» **HOW TO COMPLETE THIS TASK**
Reproduce the review of "My Neighbour Totoro" below word for word, from its heading to its last sentence.

» **PASSAGE**
Hayao Miyazaki, “My Neighbour Totoro” (1988)
The film that brought Studio Ghibli to an international audience, “My Neighbour Totoro” may be charming and sweet, suitable for family viewing, but it doesn’t stand up to repeat watching. For its length, the film’s narrative is slow and thin, concentrating on the minutiae of daily existence, and its message about humans living in harmony in nature amounts to very little. Even the storm clouds that gather late in the film’s plot turn out to be embarrassingly insubstantial and the film’s story returns to humdrum tedium. In an idyllic post-war Japan, sometime in the 1950s, university professor Tatsuo Kusakabe and his two young daughters Satsuki and Mei – respectively nine and four years of age – move into an old farmhouse close to the hospital where Yasuko, Tatsuo’s wife and the girls’ mother, is recuperating from a long illness. Through various adventures together and individually, the girls discover that the house is inhabited by soot sprites which lead the younger child Mei to discover various friendly forest spirits living in the camphor tree and the forest behind the farmhouse. Chief of these forest spirits is a huge furry possum-like being that identifies itself to Mei as “Totoro”, the troll that lives in her fairy-tale books.

» **DATASET RECORDS**
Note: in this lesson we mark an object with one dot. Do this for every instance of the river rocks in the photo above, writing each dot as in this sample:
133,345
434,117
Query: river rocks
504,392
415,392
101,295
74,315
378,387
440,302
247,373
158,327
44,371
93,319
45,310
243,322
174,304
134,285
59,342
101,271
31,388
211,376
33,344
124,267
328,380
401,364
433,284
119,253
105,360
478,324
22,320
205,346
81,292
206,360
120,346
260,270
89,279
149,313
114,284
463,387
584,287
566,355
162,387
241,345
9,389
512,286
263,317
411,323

» **EXERCISE RESPONSE**
Hayao Miyazaki, “My Neighbour Totoro” (1988)
The film that brought Studio Ghibli to an international audience, “My Neighbour Totoro” may be charming and sweet, suitable for family viewing, but it doesn’t stand up to repeat watching. For its length, the film’s narrative is slow and thin, concentrating on the minutiae of daily existence, and its message about humans living in harmony in nature amounts to very little. Even the storm clouds that gather late in the film’s plot turn out to be embarrassingly insubstantial and the film’s story returns to humdrum tedium. In an idyllic post-war Japan, sometime in the 1950s, university professor Tatsuo Kusakabe and his two young daughters Satsuki and Mei – respectively nine and four years of age – move into an old farmhouse close to the hospital where Yasuko, Tatsuo’s wife and the girls’ mother, is recuperating from a long illness. Through various adventures together and individually, the girls discover that the house is inhabited by soot sprites which lead the younger child Mei to discover various friendly forest spirits living in the camphor tree and the forest behind the farmhouse. Chief of these forest spirits is a huge furry possum-like being that identifies itself to Mei as “Totoro”, the troll that lives in her fairy-tale books.